#### [DIRECTION]
Reproduce the listing from its first line through the line that contains "top-left (96, 216), bottom-right (130, 232)", inclusive, keeping the requests intact. Multiply each bounding-box coordinate in the answers by 2.2 and round to the nearest whole number, rounding halves up; leave the requests and their format samples unchanged.

(Data entries)
::::::::::

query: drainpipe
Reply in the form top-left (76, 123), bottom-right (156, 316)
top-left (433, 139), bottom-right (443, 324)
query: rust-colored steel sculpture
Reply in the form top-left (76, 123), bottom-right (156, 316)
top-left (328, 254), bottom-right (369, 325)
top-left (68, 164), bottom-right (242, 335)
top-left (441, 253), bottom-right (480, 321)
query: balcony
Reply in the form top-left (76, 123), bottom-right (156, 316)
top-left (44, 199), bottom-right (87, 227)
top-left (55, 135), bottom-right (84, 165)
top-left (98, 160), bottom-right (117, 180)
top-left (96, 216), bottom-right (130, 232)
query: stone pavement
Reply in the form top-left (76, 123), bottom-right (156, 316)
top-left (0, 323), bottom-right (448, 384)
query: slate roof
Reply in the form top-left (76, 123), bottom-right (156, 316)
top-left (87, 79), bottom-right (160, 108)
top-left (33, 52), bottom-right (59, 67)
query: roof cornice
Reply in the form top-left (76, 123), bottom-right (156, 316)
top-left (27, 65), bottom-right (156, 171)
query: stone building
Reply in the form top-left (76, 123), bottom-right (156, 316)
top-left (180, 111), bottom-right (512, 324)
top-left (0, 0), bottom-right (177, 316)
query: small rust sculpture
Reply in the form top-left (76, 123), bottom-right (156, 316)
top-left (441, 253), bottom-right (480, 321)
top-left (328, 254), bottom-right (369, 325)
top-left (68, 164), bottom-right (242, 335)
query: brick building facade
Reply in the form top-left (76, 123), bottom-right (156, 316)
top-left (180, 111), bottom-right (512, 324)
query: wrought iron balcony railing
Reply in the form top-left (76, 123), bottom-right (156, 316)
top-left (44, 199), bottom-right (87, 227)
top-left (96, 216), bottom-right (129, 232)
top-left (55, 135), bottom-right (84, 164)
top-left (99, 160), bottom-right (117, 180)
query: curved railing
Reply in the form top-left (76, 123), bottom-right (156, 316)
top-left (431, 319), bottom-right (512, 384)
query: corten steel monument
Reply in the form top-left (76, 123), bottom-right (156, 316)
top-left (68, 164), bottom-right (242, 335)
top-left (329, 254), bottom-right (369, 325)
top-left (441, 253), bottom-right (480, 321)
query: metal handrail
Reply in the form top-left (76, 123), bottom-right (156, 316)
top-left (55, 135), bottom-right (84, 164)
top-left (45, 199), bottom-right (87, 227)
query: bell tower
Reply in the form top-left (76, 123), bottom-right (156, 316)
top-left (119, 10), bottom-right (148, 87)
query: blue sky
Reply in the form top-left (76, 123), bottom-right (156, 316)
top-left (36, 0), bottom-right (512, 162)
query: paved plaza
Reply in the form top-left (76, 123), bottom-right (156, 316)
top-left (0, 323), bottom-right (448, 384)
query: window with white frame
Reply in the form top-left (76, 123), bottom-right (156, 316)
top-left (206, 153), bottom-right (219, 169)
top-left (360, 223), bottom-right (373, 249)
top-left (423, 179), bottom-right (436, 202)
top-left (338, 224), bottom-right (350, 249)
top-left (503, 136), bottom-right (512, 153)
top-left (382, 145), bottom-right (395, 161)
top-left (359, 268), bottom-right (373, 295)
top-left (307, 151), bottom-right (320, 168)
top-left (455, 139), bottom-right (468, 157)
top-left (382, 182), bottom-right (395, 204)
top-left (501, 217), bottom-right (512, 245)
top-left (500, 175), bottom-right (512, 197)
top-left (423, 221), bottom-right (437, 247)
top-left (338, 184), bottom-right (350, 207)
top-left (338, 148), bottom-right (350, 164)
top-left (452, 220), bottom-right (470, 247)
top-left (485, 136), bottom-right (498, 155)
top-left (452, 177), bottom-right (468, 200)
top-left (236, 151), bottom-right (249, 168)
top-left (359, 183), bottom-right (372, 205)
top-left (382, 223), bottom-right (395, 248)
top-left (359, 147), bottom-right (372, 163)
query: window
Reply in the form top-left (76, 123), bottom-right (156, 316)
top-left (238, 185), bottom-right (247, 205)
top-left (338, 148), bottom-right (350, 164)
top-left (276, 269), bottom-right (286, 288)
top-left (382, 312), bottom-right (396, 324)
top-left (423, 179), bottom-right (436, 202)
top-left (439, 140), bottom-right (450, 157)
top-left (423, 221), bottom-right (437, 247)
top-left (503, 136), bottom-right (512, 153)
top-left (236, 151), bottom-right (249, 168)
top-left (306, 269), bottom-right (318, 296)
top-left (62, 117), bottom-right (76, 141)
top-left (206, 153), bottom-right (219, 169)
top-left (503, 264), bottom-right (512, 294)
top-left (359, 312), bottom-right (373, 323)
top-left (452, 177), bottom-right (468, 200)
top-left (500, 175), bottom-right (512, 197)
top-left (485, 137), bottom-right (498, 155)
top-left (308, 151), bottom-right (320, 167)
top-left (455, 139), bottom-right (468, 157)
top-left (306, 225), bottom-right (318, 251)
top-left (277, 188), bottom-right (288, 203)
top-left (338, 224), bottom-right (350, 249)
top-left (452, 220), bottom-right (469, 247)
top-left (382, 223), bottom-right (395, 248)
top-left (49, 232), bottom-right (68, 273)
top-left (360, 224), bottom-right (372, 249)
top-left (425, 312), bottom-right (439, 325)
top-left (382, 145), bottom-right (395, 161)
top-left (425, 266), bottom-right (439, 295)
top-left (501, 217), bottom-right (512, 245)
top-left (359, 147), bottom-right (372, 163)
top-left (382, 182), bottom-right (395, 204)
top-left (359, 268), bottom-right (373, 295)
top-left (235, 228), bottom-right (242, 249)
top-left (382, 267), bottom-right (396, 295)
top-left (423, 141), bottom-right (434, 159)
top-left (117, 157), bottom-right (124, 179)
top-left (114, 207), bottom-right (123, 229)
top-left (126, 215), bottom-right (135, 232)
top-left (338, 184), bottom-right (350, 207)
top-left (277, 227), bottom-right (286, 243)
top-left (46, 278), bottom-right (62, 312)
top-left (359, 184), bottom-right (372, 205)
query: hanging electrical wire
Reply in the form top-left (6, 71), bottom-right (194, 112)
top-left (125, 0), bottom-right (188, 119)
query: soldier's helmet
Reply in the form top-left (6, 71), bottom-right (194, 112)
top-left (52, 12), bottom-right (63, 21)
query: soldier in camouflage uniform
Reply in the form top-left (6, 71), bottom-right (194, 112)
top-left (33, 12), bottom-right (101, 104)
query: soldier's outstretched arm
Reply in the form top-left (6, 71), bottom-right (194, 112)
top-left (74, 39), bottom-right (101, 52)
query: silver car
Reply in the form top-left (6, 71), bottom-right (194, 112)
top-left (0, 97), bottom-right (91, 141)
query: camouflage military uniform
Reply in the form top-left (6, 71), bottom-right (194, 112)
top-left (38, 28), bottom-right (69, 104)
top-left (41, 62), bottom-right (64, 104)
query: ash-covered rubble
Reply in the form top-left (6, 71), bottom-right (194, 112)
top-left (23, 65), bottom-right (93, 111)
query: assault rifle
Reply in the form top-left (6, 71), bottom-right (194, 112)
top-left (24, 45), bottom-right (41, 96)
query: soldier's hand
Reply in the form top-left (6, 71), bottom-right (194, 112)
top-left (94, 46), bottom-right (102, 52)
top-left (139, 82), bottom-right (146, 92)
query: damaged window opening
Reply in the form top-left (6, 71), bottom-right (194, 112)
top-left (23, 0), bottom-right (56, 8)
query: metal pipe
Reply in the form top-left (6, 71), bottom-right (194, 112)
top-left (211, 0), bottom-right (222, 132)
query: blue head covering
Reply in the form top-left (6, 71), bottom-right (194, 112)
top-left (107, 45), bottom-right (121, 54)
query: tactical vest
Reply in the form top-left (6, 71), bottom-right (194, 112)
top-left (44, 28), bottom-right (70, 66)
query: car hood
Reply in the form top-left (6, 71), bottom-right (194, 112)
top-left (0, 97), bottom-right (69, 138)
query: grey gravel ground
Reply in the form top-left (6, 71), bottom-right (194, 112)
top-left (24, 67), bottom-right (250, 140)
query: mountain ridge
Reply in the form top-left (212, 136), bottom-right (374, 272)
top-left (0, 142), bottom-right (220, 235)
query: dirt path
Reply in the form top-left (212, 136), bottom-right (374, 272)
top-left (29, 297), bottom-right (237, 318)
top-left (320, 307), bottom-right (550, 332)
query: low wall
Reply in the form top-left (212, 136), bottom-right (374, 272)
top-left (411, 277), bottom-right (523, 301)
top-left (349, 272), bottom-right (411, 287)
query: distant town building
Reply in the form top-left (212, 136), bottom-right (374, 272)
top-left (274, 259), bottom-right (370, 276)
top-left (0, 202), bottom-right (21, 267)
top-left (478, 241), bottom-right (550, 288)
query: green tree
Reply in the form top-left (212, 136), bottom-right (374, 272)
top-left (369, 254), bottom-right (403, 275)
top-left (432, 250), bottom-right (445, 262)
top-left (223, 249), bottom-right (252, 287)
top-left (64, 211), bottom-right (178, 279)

::::::::::

#### [ANSWER IN FULL]
query: drainpipe
Reply in the form top-left (76, 123), bottom-right (156, 316)
top-left (953, 306), bottom-right (975, 713)
query: rust-colored steel sculpture
Reply in the form top-left (76, 123), bottom-right (156, 316)
top-left (722, 559), bottom-right (812, 715)
top-left (150, 361), bottom-right (532, 737)
top-left (970, 557), bottom-right (1056, 706)
query: balcony
Reply in the form top-left (76, 123), bottom-right (156, 316)
top-left (97, 438), bottom-right (191, 499)
top-left (121, 297), bottom-right (185, 363)
top-left (216, 352), bottom-right (257, 396)
top-left (211, 475), bottom-right (286, 510)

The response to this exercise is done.